» Exercise requirements:
A. In the sports column excerpt, what did Dan Bylsma draw on his swipe board before crossing it out?
B. Carry the sports column forward from its final sentence, in the same voice.

» Selected excerpt:
----

Next day, he said SNY changed its mind, as if it buckled beneath Francesa’s pressure. Nonsense. That was Francesa’s way of “admitting” he was wrong — there never was a ban!

The Heat haven’t lost consecutive playoff games since 2012. Hmmm. Has it been that long? Nurse!

Eyes wide o‘Pen’

Sports Illustrated: Credit this catch to reader Mike Logerfo: Late in the Rangers’ 5-1 Game 5 win, NBCSN caught Pens’ coach Dan Bylsma shouting across the ice, likely to get a linesman or ref’s attention. He then held up his swipe board, drew two side-by-side circles — eyes? — then violently crossed them out, indicating sudden blindness.

The second First Lady of hockey, after Lady Byng, was Shirley Fischler. Stan’s wife of 46 years died of cancer, Tuesday, at 74.

----

» Dataset excerpts:
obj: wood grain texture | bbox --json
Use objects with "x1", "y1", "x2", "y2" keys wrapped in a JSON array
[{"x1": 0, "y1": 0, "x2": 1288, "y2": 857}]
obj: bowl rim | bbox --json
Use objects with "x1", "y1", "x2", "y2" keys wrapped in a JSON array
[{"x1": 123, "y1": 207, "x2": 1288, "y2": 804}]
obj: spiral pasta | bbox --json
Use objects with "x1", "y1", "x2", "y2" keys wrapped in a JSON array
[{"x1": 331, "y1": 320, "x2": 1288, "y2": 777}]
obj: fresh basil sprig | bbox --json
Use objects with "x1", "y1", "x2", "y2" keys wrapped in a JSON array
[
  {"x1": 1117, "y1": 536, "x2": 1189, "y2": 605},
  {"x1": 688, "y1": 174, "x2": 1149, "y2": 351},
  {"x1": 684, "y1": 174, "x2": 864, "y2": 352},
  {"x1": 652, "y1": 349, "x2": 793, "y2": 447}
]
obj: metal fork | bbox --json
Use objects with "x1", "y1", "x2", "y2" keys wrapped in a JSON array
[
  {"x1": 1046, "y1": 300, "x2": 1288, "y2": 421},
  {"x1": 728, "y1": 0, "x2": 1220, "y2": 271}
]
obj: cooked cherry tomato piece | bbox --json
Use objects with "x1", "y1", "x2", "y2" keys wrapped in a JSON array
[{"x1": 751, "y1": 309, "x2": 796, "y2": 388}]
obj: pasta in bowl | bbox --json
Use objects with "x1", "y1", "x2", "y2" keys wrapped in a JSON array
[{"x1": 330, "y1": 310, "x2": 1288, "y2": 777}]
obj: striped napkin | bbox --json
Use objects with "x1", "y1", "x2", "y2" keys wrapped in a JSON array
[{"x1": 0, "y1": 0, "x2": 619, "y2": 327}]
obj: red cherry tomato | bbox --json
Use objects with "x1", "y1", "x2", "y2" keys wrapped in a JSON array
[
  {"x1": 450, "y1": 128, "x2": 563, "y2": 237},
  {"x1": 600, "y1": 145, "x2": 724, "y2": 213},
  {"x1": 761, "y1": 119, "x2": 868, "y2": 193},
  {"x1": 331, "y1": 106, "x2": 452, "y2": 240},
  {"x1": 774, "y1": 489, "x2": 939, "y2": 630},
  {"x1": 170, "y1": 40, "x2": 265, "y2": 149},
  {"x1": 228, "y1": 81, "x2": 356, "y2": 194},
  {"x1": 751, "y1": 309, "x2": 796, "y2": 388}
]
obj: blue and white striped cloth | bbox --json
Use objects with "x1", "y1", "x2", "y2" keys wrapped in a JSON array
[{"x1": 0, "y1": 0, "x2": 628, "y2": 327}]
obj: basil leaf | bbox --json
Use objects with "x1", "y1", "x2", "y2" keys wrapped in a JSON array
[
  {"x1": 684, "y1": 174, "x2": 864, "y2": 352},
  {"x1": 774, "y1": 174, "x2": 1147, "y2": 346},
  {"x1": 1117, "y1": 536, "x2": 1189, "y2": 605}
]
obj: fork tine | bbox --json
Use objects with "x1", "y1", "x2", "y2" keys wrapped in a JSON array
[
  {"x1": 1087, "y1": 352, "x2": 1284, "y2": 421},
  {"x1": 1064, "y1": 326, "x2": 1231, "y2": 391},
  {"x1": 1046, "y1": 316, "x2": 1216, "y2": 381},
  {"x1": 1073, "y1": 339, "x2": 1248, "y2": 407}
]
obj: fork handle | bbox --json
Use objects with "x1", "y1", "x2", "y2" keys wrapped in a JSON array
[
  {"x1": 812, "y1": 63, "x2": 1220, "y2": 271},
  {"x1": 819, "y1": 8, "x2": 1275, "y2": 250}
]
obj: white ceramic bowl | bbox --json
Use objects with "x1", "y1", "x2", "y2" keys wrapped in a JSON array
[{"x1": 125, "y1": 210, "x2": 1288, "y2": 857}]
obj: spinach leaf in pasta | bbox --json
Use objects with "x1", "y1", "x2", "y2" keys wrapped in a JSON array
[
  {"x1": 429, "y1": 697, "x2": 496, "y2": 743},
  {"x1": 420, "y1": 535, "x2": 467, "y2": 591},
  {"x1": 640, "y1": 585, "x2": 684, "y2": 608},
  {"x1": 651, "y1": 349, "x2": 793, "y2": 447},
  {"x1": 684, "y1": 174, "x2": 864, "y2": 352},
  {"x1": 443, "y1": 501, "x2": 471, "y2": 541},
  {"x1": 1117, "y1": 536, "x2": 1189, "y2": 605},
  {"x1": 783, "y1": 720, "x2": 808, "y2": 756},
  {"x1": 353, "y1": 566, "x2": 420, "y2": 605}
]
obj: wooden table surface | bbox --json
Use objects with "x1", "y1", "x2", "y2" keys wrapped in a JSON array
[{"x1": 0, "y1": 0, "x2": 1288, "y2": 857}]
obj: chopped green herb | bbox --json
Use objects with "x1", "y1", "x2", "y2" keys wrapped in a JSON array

----

» Responses:
A. He drew two side-by-side circles.

B.
If not for his offense, LeBron James would be admired for his defense.

With playoff games belonging to NBC since Round 2, how does MSG not have 30-year Voice of the Rangers Sam Rosen on its pre and post shows?

ESPN’s Jeannine Edwards Monday from Pimlico reported that California Chrome had been “heard coughing.” Hay fever?

Among AL leaders in saves? Why it’s good old reliable (Joe) Nathan, Nathan, Nathan, Nathan Detroit!